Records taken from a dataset

=-=-=-=-=

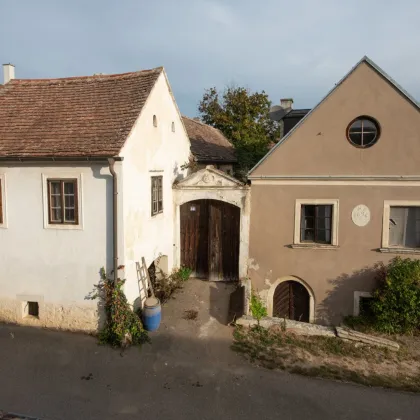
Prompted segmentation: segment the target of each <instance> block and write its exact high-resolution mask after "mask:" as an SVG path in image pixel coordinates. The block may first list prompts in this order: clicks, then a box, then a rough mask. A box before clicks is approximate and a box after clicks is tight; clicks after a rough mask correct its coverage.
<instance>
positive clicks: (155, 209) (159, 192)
mask: <svg viewBox="0 0 420 420" xmlns="http://www.w3.org/2000/svg"><path fill="white" fill-rule="evenodd" d="M162 180H163V177H162V176H152V197H151V198H152V216H155V215H156V214H159V213H162V212H163V194H162Z"/></svg>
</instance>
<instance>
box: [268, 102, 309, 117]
mask: <svg viewBox="0 0 420 420" xmlns="http://www.w3.org/2000/svg"><path fill="white" fill-rule="evenodd" d="M310 110H311V109H310V108H305V109H292V108H287V109H284V108H282V107H280V106H278V105H276V106H274V107H272V108H271V110H270V119H271V120H273V121H281V120H284V119H285V118H302V117H304V116H305V115H306V114H307V113H308V112H309V111H310Z"/></svg>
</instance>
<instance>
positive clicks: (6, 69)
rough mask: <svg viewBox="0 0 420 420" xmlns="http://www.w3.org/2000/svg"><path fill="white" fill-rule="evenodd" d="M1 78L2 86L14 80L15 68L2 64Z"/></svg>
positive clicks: (7, 65) (7, 64) (14, 75)
mask: <svg viewBox="0 0 420 420" xmlns="http://www.w3.org/2000/svg"><path fill="white" fill-rule="evenodd" d="M3 78H4V79H3V80H4V84H6V83H9V82H10V81H11V80H12V79H14V78H15V66H14V65H13V64H10V63H9V64H3Z"/></svg>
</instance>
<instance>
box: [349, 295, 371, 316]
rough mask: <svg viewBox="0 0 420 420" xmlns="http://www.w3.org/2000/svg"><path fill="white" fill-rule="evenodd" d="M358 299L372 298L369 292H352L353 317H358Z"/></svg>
mask: <svg viewBox="0 0 420 420" xmlns="http://www.w3.org/2000/svg"><path fill="white" fill-rule="evenodd" d="M360 298H373V295H372V293H371V292H361V291H358V290H355V291H354V292H353V315H354V316H359V315H360Z"/></svg>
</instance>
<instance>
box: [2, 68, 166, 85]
mask: <svg viewBox="0 0 420 420" xmlns="http://www.w3.org/2000/svg"><path fill="white" fill-rule="evenodd" d="M162 71H163V66H160V67H155V68H153V69H144V70H137V71H131V72H125V73H113V74H102V73H100V74H92V75H88V76H69V77H52V78H40V79H12V80H10V83H13V84H14V83H31V82H47V81H48V82H54V81H57V82H59V81H76V80H87V79H95V80H97V79H101V78H103V79H112V78H117V77H125V76H134V75H140V74H142V73H158V72H162Z"/></svg>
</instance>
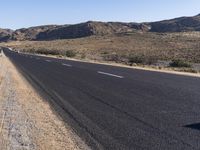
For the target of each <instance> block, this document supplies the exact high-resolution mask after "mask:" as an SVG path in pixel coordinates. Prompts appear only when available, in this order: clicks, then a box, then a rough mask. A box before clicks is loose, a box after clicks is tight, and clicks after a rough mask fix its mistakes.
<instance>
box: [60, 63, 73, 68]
mask: <svg viewBox="0 0 200 150" xmlns="http://www.w3.org/2000/svg"><path fill="white" fill-rule="evenodd" d="M62 65H63V66H67V67H72V65H70V64H64V63H63V64H62Z"/></svg>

=-=-=-=-=

▶ [What the exercise asks]: Rewrite the listing above with each "positive clicks" changed to "foreground clicks", keeping every other line and character unchanged. Omit the pictures from your answer.

▶ [Output below]:
Prompted segmentation: segment the target of each <instance> block and write its exact high-resolution mask after "mask:" as an SVG path in image pixel coordinates. The block may first list prompts in this order: clicks, then a box, then a rough mask. A box before clicks is approximate and a box after clicks is tight; clicks after a rough mask correct its coverage.
<instance>
foreground clicks: (155, 209) (159, 192)
mask: <svg viewBox="0 0 420 420" xmlns="http://www.w3.org/2000/svg"><path fill="white" fill-rule="evenodd" d="M162 180H163V177H162V176H152V197H151V198H152V216H155V215H156V214H159V213H162V212H163V194H162Z"/></svg>
</instance>
<instance>
box: [268, 102, 309, 117]
mask: <svg viewBox="0 0 420 420" xmlns="http://www.w3.org/2000/svg"><path fill="white" fill-rule="evenodd" d="M310 110H311V109H310V108H305V109H292V108H287V109H284V108H282V107H280V106H278V105H276V106H274V107H272V108H271V110H270V119H271V120H273V121H281V120H284V119H285V118H302V117H304V116H305V115H306V114H307V113H308V112H309V111H310Z"/></svg>
</instance>
<instance>
foreground clicks: (6, 69)
rough mask: <svg viewBox="0 0 420 420" xmlns="http://www.w3.org/2000/svg"><path fill="white" fill-rule="evenodd" d="M1 78L2 86L14 80L15 68L2 64Z"/></svg>
foreground clicks: (7, 65) (7, 64) (14, 75)
mask: <svg viewBox="0 0 420 420" xmlns="http://www.w3.org/2000/svg"><path fill="white" fill-rule="evenodd" d="M3 78H4V79H3V80H4V84H6V83H9V82H10V81H11V80H12V79H14V78H15V66H14V65H13V64H10V63H9V64H3Z"/></svg>
</instance>
<instance>
box: [349, 295, 371, 316]
rough mask: <svg viewBox="0 0 420 420" xmlns="http://www.w3.org/2000/svg"><path fill="white" fill-rule="evenodd" d="M358 299L372 298L369 292H352L353 317H358Z"/></svg>
mask: <svg viewBox="0 0 420 420" xmlns="http://www.w3.org/2000/svg"><path fill="white" fill-rule="evenodd" d="M360 298H373V295H372V293H371V292H361V291H358V290H355V291H354V292H353V315H354V316H359V315H360Z"/></svg>
</instance>
<instance>
box: [2, 68, 166, 85]
mask: <svg viewBox="0 0 420 420" xmlns="http://www.w3.org/2000/svg"><path fill="white" fill-rule="evenodd" d="M162 71H163V66H160V67H155V68H153V69H144V70H137V71H131V72H125V73H113V74H102V73H100V74H92V75H88V76H69V77H52V78H40V79H12V80H10V83H13V84H14V83H31V82H47V81H48V82H54V81H57V82H59V81H76V80H87V79H95V80H97V79H101V78H103V79H112V78H117V77H125V76H134V75H140V74H142V73H158V72H162Z"/></svg>
</instance>
For the target of each <instance> block, this document supplies the exact high-resolution mask after "mask:" as an SVG path in pixel coordinates. Prompts appear only when available, in this order: clicks, then a box, then a rough mask. A box before clicks is loose, a box after clicks is tight, and clicks after a rough mask fix its mistakes.
<instance>
box: [60, 63, 73, 68]
mask: <svg viewBox="0 0 200 150" xmlns="http://www.w3.org/2000/svg"><path fill="white" fill-rule="evenodd" d="M62 65H63V66H67V67H72V65H70V64H64V63H63V64H62Z"/></svg>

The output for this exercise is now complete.